- Given data:
══════

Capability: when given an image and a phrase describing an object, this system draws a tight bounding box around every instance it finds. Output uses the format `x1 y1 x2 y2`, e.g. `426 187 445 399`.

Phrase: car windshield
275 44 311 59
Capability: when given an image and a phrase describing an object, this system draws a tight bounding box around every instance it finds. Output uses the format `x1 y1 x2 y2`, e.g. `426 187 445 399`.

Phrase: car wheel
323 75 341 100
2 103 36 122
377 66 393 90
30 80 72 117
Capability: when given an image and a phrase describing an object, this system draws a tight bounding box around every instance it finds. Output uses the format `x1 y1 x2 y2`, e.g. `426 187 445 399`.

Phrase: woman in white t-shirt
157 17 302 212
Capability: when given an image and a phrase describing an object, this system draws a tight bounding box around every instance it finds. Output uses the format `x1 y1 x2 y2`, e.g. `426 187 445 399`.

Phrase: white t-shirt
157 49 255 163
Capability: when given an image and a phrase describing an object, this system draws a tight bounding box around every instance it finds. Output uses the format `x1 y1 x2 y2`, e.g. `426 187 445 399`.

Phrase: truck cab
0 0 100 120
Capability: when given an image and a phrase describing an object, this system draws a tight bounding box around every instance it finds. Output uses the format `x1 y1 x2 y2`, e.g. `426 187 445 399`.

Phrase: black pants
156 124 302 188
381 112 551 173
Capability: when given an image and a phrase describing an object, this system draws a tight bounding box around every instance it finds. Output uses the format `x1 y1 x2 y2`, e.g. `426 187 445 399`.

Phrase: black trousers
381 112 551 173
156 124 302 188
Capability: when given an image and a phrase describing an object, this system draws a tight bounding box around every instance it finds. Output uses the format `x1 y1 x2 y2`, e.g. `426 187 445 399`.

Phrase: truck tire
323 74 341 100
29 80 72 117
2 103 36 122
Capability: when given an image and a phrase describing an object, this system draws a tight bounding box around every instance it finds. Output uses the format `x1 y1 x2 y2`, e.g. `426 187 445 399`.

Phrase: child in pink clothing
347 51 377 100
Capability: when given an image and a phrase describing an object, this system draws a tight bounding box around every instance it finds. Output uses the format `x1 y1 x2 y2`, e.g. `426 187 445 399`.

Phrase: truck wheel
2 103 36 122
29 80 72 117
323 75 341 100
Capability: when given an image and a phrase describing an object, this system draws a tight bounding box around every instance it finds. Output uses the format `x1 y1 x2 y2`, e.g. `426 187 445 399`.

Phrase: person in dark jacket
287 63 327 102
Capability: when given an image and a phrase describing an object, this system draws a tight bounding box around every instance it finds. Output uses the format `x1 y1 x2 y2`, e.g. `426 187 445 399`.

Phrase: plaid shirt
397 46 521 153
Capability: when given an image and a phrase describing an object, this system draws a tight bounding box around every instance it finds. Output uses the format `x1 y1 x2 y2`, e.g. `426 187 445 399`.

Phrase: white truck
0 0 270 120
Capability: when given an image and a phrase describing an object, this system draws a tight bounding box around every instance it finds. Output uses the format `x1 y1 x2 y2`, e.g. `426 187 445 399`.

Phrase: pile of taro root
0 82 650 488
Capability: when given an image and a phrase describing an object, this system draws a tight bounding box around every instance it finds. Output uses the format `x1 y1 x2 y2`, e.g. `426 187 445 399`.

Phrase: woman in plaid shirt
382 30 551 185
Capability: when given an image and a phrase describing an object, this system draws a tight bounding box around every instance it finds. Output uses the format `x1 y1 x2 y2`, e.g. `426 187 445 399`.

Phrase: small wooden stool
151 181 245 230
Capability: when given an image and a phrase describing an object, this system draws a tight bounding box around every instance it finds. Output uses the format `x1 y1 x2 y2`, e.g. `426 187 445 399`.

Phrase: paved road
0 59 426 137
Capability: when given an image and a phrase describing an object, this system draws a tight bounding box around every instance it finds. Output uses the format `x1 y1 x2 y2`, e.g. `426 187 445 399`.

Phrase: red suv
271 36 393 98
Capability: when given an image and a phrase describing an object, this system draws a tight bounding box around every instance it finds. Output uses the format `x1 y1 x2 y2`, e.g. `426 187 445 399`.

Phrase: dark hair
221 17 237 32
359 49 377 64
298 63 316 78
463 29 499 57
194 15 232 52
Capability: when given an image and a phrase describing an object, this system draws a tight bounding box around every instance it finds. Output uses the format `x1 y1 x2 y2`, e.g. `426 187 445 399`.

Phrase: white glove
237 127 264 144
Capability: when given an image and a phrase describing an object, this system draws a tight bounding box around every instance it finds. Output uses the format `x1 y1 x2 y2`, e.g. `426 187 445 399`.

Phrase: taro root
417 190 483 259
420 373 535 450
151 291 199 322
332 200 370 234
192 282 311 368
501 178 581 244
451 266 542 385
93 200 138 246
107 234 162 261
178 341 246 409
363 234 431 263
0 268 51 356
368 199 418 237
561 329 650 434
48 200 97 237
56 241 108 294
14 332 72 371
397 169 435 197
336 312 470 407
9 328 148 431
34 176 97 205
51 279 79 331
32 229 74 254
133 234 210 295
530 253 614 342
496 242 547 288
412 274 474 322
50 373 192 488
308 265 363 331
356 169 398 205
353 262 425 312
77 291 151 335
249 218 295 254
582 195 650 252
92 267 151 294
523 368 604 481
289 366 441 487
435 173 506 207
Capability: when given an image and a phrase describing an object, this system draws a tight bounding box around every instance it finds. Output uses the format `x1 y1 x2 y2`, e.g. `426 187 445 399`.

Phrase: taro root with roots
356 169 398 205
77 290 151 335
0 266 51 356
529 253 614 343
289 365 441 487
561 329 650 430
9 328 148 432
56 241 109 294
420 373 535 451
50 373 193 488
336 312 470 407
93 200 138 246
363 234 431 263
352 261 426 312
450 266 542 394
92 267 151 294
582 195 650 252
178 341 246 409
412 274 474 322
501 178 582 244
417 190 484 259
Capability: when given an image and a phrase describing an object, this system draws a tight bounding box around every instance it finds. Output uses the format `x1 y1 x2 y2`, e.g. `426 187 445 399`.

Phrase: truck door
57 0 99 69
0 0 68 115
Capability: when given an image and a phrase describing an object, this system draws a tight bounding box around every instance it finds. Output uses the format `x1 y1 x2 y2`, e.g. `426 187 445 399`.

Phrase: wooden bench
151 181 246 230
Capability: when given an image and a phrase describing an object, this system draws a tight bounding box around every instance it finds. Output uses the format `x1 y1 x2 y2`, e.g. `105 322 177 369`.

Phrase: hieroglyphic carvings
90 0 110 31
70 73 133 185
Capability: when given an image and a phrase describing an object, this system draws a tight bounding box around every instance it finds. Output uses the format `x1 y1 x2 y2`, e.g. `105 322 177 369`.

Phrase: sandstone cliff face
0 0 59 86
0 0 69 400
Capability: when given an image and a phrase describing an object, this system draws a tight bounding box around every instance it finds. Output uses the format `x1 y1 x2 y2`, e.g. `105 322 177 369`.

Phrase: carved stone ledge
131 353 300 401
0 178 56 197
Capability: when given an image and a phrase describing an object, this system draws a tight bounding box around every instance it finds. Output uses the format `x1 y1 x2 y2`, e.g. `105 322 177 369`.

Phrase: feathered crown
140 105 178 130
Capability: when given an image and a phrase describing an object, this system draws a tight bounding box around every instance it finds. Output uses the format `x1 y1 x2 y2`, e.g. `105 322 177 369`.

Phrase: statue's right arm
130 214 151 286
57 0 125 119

══════

- Task details: Extract every line of the listing above that contains the word "white", copying each one in full.

- Output for this task:
Phrase: woman in white t-shirt
Phrase: white t-shirt
Phrase: white truck
Phrase: white glove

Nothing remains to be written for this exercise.